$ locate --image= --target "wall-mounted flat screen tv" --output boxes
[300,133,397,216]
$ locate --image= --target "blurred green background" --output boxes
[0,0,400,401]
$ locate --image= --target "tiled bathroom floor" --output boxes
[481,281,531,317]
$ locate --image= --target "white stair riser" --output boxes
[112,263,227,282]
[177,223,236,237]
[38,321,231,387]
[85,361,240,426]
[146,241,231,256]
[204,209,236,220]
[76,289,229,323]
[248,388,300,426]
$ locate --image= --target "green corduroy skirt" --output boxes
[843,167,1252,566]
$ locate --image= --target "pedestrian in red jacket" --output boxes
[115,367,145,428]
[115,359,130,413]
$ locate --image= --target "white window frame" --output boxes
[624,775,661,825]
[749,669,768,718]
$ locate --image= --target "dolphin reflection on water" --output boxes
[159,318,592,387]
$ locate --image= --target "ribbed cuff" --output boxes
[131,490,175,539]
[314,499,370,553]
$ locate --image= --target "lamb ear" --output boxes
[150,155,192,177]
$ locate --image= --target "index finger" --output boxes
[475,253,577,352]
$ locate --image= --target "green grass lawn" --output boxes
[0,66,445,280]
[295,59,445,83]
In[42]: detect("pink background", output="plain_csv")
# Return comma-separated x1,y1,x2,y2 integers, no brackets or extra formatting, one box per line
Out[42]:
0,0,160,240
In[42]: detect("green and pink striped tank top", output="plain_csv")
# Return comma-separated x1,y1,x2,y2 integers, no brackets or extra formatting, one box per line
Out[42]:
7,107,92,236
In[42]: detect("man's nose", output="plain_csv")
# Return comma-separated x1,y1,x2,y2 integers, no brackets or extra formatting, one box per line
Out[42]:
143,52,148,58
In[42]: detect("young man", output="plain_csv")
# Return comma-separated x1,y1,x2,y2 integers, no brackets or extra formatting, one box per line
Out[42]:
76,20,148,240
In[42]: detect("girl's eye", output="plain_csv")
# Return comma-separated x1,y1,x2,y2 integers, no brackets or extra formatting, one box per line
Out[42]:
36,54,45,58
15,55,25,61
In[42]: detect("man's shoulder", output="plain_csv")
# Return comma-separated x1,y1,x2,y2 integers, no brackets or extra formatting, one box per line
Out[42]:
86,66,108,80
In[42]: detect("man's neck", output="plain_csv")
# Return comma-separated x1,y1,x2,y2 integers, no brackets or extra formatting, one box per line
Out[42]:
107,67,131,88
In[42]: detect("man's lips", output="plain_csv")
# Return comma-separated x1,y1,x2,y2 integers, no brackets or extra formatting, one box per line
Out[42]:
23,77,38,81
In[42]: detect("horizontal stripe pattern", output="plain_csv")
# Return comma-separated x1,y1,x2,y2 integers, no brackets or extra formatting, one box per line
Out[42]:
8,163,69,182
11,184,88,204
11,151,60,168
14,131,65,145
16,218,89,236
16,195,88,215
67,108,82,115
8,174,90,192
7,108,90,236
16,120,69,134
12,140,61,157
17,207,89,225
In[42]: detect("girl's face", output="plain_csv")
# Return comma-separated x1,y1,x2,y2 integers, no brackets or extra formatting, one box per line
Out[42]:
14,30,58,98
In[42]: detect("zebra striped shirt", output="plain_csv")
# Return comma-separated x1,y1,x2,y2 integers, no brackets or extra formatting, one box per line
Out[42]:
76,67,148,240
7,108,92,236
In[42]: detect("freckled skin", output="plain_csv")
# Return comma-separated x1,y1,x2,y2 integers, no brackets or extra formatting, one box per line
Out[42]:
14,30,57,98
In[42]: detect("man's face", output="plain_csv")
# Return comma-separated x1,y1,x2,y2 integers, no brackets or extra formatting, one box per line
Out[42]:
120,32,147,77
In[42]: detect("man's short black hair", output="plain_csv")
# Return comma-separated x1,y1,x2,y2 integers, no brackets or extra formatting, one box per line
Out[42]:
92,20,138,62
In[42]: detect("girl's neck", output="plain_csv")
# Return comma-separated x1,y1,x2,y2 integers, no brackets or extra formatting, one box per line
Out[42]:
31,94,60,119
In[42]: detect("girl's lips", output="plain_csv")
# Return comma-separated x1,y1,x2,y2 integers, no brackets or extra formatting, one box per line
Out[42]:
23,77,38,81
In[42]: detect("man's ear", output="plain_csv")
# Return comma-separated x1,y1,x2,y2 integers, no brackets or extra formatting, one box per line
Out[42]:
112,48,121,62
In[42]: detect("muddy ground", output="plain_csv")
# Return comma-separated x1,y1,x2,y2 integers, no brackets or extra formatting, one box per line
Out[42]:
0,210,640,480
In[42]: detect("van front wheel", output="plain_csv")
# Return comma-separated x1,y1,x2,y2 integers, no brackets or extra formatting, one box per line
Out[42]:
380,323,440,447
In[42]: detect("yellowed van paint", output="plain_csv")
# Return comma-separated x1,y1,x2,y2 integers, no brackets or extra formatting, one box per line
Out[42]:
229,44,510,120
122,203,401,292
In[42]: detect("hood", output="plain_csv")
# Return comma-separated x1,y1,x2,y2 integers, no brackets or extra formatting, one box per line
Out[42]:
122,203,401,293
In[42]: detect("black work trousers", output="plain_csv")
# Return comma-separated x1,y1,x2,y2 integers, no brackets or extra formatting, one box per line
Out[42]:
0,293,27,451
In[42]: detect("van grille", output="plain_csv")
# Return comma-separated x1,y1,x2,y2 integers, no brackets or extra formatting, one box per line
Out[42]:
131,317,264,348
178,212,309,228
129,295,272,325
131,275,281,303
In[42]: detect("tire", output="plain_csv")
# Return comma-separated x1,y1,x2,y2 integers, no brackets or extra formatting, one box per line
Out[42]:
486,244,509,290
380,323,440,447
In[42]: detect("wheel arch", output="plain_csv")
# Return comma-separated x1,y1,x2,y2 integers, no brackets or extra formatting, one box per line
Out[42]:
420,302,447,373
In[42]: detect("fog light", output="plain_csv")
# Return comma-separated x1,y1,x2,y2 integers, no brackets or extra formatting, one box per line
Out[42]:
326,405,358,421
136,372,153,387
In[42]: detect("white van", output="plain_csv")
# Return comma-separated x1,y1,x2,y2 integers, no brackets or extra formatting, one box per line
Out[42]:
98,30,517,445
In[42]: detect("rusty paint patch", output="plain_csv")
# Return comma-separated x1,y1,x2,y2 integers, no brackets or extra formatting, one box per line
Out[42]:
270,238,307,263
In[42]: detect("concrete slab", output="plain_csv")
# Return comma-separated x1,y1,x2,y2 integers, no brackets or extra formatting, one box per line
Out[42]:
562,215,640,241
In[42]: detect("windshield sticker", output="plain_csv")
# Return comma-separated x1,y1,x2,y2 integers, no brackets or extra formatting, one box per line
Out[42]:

+++

** PROBLEM TO SOLVE **
Lay out every line of the items above as a Markdown table with the columns n and Line, giving the row number in n and the line itself in Line, and leave out any blank lines.

** WORKED SOLUTION **
| n | Line |
|---|---|
| 1 | $ locate --image= --target "wall-mounted flat screen tv" --output boxes |
| 2 | [300,133,397,216] |
| 3 | $ locate --image= --target "blurred green background" --output boxes |
| 4 | [0,0,400,401] |
| 5 | $ locate --image= --target "tiled bathroom floor" --output boxes |
| 6 | [481,281,531,317] |
| 7 | $ locate --image= --target "white stair riser" --output boxes |
| 8 | [112,263,227,282] |
| 9 | [177,223,236,237] |
| 10 | [38,321,231,387] |
| 11 | [85,361,240,426] |
| 12 | [146,241,231,256] |
| 13 | [204,209,236,220] |
| 14 | [76,289,229,323] |
| 15 | [248,388,300,426] |
| 16 | $ locate --image= --target "green corduroy skirt" --output boxes |
| 17 | [843,167,1252,566] |
| 18 | $ locate --image= --target "pedestrian in red jacket" --output boxes |
| 19 | [115,367,145,428] |
| 20 | [115,359,130,413] |
| 21 | $ locate --image= --target "white window frame" --output boxes |
| 22 | [624,775,661,825] |
| 23 | [749,669,768,718] |
| 24 | $ locate --image= --target "dolphin reflection on water" --output boxes |
| 25 | [159,318,592,387] |
| 26 | $ locate --image= --target "ribbed cuff" --output boxes |
| 27 | [131,490,175,539] |
| 28 | [314,499,370,553] |
| 29 | $ locate --image= --target "lamb ear" --output boxes |
| 30 | [150,155,192,177] |
| 31 | $ locate --image= --target "index finger" --output boxes |
| 32 | [475,253,577,352] |
| 33 | $ locate --image= --target "green grass lawn" --output boxes |
| 34 | [0,66,445,280] |
| 35 | [295,59,445,83] |
| 36 | In[42]: detect("pink background", output="plain_csv") |
| 37 | # Return comma-separated x1,y1,x2,y2 integers, no brackets or extra formatting, one box per line |
| 38 | Out[42]: |
| 39 | 0,0,160,240 |
| 40 | In[42]: detect("green and pink striped tank top", output="plain_csv") |
| 41 | # Return comma-separated x1,y1,x2,y2 integers, no brackets or extra formatting, one box per line |
| 42 | Out[42]: |
| 43 | 7,107,92,236 |
| 44 | In[42]: detect("man's nose", output="plain_csv") |
| 45 | # Return comma-separated x1,y1,x2,y2 integers, no brackets or extra formatting, one box per line |
| 46 | Out[42]: |
| 47 | 143,52,148,58 |
| 48 | In[42]: detect("young man", output="plain_csv") |
| 49 | # Return comma-separated x1,y1,x2,y2 integers, no brackets or extra formatting, one box per line |
| 50 | Out[42]: |
| 51 | 76,20,148,240 |
| 52 | In[42]: detect("girl's eye", output="plain_csv") |
| 53 | # Return comma-separated x1,y1,x2,y2 integers, no brackets or extra formatting, one box per line |
| 54 | Out[42]: |
| 55 | 36,54,45,58 |
| 56 | 15,55,25,61 |
| 57 | In[42]: detect("man's shoulder", output="plain_csv") |
| 58 | # Return comma-separated x1,y1,x2,y2 integers, no brackets or extra formatting, one box per line |
| 59 | Out[42]: |
| 60 | 86,66,108,80 |
| 61 | In[42]: detect("man's neck", output="plain_csv") |
| 62 | # Return comma-separated x1,y1,x2,y2 integers, no brackets or extra formatting, one box per line |
| 63 | Out[42]: |
| 64 | 107,67,131,88 |
| 65 | In[42]: detect("man's lips", output="plain_csv") |
| 66 | # Return comma-separated x1,y1,x2,y2 integers, no brackets or extra formatting, one box per line |
| 67 | Out[42]: |
| 68 | 23,77,38,81 |
| 69 | In[42]: detect("horizontal stripe pattern", output="plain_csv") |
| 70 | # Return comma-separated x1,y1,x2,y2 integers, no brackets or extra formatting, one box per line |
| 71 | Out[42]: |
| 72 | 8,163,69,182 |
| 73 | 11,184,88,204 |
| 74 | 11,151,60,168 |
| 75 | 14,131,65,145 |
| 76 | 16,218,89,236 |
| 77 | 16,195,88,215 |
| 78 | 67,108,82,115 |
| 79 | 8,174,90,192 |
| 80 | 7,108,90,236 |
| 81 | 16,120,69,134 |
| 82 | 12,140,61,157 |
| 83 | 17,207,89,225 |
| 84 | In[42]: detect("girl's face", output="plain_csv") |
| 85 | # Return comma-separated x1,y1,x2,y2 integers, no brackets or extra formatting, one box per line |
| 86 | Out[42]: |
| 87 | 14,30,58,98 |
| 88 | In[42]: detect("zebra striped shirt", output="plain_csv") |
| 89 | # Return comma-separated x1,y1,x2,y2 integers, no brackets or extra formatting, one box per line |
| 90 | Out[42]: |
| 91 | 76,67,148,240 |
| 92 | 7,108,92,236 |
| 93 | In[42]: detect("freckled skin", output="plain_csv") |
| 94 | # Return comma-separated x1,y1,x2,y2 integers, no brackets or extra formatting, one box per line |
| 95 | Out[42]: |
| 96 | 14,30,57,98 |
| 97 | In[42]: detect("man's face", output="plain_csv") |
| 98 | # Return comma-separated x1,y1,x2,y2 integers, no brackets or extra formatting, one box per line |
| 99 | Out[42]: |
| 100 | 120,32,147,77 |
| 101 | In[42]: detect("man's short black hair", output="plain_csv") |
| 102 | # Return comma-separated x1,y1,x2,y2 integers, no brackets or extra formatting, one box per line |
| 103 | Out[42]: |
| 104 | 92,20,138,62 |
| 105 | In[42]: detect("girl's neck", output="plain_csv") |
| 106 | # Return comma-separated x1,y1,x2,y2 integers, no brackets or extra formatting, one box per line |
| 107 | Out[42]: |
| 108 | 31,94,60,119 |
| 109 | In[42]: detect("girl's lips", output="plain_csv") |
| 110 | # Return comma-separated x1,y1,x2,y2 integers, no brackets or extra formatting, one box per line |
| 111 | Out[42]: |
| 112 | 23,77,38,81 |
| 113 | In[42]: detect("man's ear", output="plain_csv") |
| 114 | # Return comma-separated x1,y1,x2,y2 integers, no brackets or extra formatting, one box per line |
| 115 | Out[42]: |
| 116 | 112,48,121,62 |
| 117 | In[42]: detect("muddy ground", output="plain_csv") |
| 118 | # Return comma-separated x1,y1,x2,y2 integers, no brackets or extra formatting, one box per line |
| 119 | Out[42]: |
| 120 | 0,210,640,480 |
| 121 | In[42]: detect("van front wheel", output="plain_csv") |
| 122 | # Return comma-separated x1,y1,x2,y2 integers, no brackets or extra formatting, one box per line |
| 123 | Out[42]: |
| 124 | 380,323,440,447 |
| 125 | In[42]: detect("yellowed van paint", output="plain_csv") |
| 126 | # Return comma-separated x1,y1,x2,y2 integers, no brackets or extra formatting, one box per line |
| 127 | Out[42]: |
| 128 | 229,44,510,120 |
| 129 | 122,203,401,292 |
| 130 | In[42]: detect("hood", output="plain_csv") |
| 131 | # Return comma-separated x1,y1,x2,y2 integers, no brackets or extra formatting, one box per line |
| 132 | Out[42]: |
| 133 | 122,203,401,293 |
| 134 | In[42]: detect("black work trousers", output="plain_csv") |
| 135 | # Return comma-separated x1,y1,x2,y2 integers, no brackets or extra formatting, one box per line |
| 136 | Out[42]: |
| 137 | 0,293,27,451 |
| 138 | In[42]: detect("van grille", output="plain_csv") |
| 139 | # Return comma-separated x1,y1,x2,y2 integers, no brackets or extra formatting, one box per line |
| 140 | Out[42]: |
| 141 | 131,317,264,348 |
| 142 | 178,212,309,228 |
| 143 | 129,295,272,325 |
| 144 | 131,275,281,303 |
| 145 | In[42]: detect("tire", output="plain_csv") |
| 146 | # Return comma-separated x1,y1,x2,y2 integers, no brackets or extra formatting, one box per line |
| 147 | Out[42]: |
| 148 | 486,244,509,290 |
| 149 | 380,323,440,447 |
| 150 | In[42]: detect("wheel arch", output="plain_csv") |
| 151 | # Return comma-separated x1,y1,x2,y2 integers, no brackets or extra formatting, one box per line |
| 152 | Out[42]: |
| 153 | 420,302,447,373 |
| 154 | In[42]: detect("fog light", output="plain_csv") |
| 155 | # Return comma-separated x1,y1,x2,y2 integers, no brackets or extra formatting, one box per line |
| 156 | Out[42]: |
| 157 | 326,405,358,421 |
| 158 | 136,372,153,387 |
| 159 | In[42]: detect("white van", output="plain_csv") |
| 160 | # Return comma-separated x1,y1,x2,y2 integers, no brackets or extra formatting, one box per line |
| 161 | Out[42]: |
| 162 | 98,30,517,445 |
| 163 | In[42]: detect("rusty paint patch", output="plain_csv") |
| 164 | # Return comma-separated x1,y1,x2,y2 integers, no brackets or extra formatting, one box per line |
| 165 | Out[42]: |
| 166 | 270,238,307,263 |
| 167 | In[42]: detect("concrete slab", output="plain_csv") |
| 168 | # Return comma-separated x1,y1,x2,y2 integers, no brackets or extra formatting, one box per line |
| 169 | Out[42]: |
| 170 | 562,215,640,241 |
| 171 | In[42]: detect("windshield sticker", output="plain_csv") |
| 172 | # Return comma-separated x1,y1,x2,y2 integers, no brackets or extra formatting, one box per line |
| 173 | Out[42]: |